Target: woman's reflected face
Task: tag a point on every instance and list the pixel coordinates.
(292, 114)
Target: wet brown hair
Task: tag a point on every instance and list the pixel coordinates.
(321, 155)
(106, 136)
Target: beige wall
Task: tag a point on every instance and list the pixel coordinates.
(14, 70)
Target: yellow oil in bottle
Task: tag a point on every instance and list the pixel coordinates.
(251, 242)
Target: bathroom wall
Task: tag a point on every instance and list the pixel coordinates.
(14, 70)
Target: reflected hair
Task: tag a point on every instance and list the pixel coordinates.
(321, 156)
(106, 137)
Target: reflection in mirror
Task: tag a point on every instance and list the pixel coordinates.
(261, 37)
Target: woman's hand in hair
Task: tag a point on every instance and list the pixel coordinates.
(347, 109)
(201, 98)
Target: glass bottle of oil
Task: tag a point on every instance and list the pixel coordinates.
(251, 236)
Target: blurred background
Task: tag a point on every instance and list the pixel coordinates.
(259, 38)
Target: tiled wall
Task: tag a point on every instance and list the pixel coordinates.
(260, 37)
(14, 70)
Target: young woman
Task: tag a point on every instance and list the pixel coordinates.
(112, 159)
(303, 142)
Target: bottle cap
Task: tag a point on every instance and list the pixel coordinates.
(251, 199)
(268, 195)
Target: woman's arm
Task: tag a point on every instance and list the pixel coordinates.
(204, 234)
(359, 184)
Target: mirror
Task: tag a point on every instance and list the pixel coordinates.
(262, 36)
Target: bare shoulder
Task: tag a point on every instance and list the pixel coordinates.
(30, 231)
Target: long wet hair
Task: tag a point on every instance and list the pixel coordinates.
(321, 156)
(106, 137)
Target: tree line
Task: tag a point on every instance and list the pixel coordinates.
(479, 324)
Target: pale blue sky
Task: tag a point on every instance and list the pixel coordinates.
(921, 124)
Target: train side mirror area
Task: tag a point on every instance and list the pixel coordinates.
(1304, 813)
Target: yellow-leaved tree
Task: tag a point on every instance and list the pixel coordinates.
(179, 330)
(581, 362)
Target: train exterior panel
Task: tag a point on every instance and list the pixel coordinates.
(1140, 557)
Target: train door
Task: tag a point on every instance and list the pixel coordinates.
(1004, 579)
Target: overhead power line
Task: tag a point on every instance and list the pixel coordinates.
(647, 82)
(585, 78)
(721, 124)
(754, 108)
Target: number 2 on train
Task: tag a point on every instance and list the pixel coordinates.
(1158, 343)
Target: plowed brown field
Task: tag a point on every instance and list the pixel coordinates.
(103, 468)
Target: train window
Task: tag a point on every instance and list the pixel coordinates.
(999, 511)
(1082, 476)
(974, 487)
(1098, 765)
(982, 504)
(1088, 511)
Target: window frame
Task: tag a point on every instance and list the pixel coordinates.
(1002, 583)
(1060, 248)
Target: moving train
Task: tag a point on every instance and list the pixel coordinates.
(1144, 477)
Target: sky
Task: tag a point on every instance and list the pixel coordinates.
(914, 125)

___

## ABOUT THIS EXERCISE
The data above should be reproduced in full and exactly.

## OUTPUT BELOW
Target: woman's reflected face
Task: tag a point on every instance and list the pixel coordinates.
(292, 114)
Target: wet brown hair
Task: tag a point on every instance and list the pixel coordinates.
(321, 155)
(106, 136)
Target: beige wall
Task: tag a point on every instance and list the pixel coordinates.
(14, 70)
Target: yellow oil in bottle
Task: tag a point on every instance and list the pixel coordinates.
(251, 242)
Target: bathroom wall
Task: tag a point on every instance and list the pixel coordinates.
(14, 70)
Target: reflected hair
Task: tag a point on every instance and list the pixel coordinates.
(321, 156)
(106, 137)
Target: reflection in mirror
Task: tag a point on every instance and list the pixel coordinates.
(261, 37)
Target: woman's hand in hair
Task: tag a point on every instance and list the pixel coordinates.
(347, 109)
(201, 98)
Target: glass bottle of oil
Task: tag a point on every instance and list the pixel coordinates.
(251, 236)
Target: blurred background
Task: tag a point on every instance and list the pixel coordinates.
(259, 38)
Target: tiled wall
Task: tag a point on every instance and list the pixel coordinates.
(260, 37)
(14, 70)
Target: young woman
Task: tag a point on every instance and list the pixel coordinates.
(112, 159)
(303, 142)
Target: bottle cap
Task: tag a point on every instance and list the pixel coordinates.
(251, 199)
(268, 195)
Target: woman's arm
Task: tag a point on every instance and list the pixel coordinates.
(204, 234)
(359, 184)
Target: mirror
Task: tag a point on every instance and list the pixel coordinates.
(262, 36)
Target: bare shoulder
Task: tag a point on every instance and list the pixel coordinates.
(30, 231)
Target: long wet hair
Task: tag a point on every instance and list the pixel coordinates.
(321, 156)
(106, 137)
Target: tree line
Task: tag a point on every instance and list the pixel coordinates.
(479, 324)
Target: pale blue sky
Task: tag a point on every instance and list the pixel coordinates.
(921, 124)
Target: train side mirror area
Task: tag a point on every instance and list the pixel coordinates.
(1304, 813)
Target: yellow-leaved tree
Task: tag a point on every instance and list the pixel coordinates.
(179, 330)
(581, 362)
Target: train exterior panel
Task: tag a point on every instance and list the pixel coordinates.
(1140, 557)
Target: train door
Task: tag a point on every instance and list the pixel coordinates.
(1004, 579)
Target: overhead power line
Task: tag a point on every instance and list the pixel coordinates.
(647, 82)
(585, 78)
(721, 124)
(754, 108)
Target: number 2 on train
Task: tag a point on every instance and list the pixel coordinates.
(1158, 343)
Target: plowed brown field
Task: tag a point on every instance and list the pixel coordinates.
(103, 468)
Target: train window
Task: tag a point on every instance and list the pixel coordinates.
(999, 511)
(1082, 476)
(974, 487)
(1098, 765)
(982, 504)
(1088, 511)
Target: window frame
Task: tag a point on every instance and list the pixel coordinates.
(1002, 583)
(1060, 248)
Target: moving train
Task: tag a point on every instance and list the pixel coordinates.
(1144, 477)
Target: sky
Task: tag a point on every instance and list the pixel coordinates.
(914, 125)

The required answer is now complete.